## [Your assignment]
Beginning with the line that holds "Label a point on each instance of the dense" and ending with the last line below, please copy every line exactly, add nothing, and leave out the pictures.

## [Given entries]
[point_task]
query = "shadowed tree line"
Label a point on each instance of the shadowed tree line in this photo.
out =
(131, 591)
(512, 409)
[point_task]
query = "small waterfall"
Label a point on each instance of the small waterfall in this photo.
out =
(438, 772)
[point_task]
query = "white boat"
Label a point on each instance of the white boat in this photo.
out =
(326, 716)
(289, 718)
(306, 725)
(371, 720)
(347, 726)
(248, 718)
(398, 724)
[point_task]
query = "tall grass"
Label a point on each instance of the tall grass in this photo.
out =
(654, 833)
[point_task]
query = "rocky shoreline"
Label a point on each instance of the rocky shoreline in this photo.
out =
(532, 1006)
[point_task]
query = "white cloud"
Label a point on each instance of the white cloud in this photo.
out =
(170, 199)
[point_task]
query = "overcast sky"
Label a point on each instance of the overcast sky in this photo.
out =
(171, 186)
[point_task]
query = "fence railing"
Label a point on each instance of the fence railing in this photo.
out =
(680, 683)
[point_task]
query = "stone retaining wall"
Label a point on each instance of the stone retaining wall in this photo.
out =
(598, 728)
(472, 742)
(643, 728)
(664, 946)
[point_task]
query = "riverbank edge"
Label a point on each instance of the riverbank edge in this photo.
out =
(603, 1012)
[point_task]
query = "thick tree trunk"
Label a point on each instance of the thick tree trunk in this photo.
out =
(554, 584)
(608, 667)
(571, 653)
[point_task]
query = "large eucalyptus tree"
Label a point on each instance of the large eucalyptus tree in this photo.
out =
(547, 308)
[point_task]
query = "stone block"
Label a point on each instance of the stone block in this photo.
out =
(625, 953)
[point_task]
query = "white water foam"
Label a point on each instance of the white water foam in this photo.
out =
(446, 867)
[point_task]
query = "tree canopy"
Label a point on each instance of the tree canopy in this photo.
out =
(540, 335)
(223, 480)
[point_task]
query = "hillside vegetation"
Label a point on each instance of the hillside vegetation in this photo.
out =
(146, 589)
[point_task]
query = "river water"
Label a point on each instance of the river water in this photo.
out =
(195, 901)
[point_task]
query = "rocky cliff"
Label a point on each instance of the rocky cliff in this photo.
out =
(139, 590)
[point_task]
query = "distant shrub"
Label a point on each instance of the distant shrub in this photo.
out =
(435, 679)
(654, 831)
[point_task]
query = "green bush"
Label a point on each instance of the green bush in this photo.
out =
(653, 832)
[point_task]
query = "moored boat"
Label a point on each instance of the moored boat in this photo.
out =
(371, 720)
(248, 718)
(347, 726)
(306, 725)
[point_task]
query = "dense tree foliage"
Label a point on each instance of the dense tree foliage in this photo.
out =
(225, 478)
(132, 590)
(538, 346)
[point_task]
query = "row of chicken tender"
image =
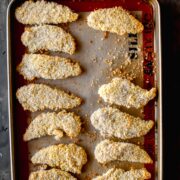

## [Output of the task]
Label a point on each instance of the dense tree foliage in this photo.
out =
(225, 478)
(132, 590)
(538, 346)
[point_task]
query = "row of chicken tender"
image =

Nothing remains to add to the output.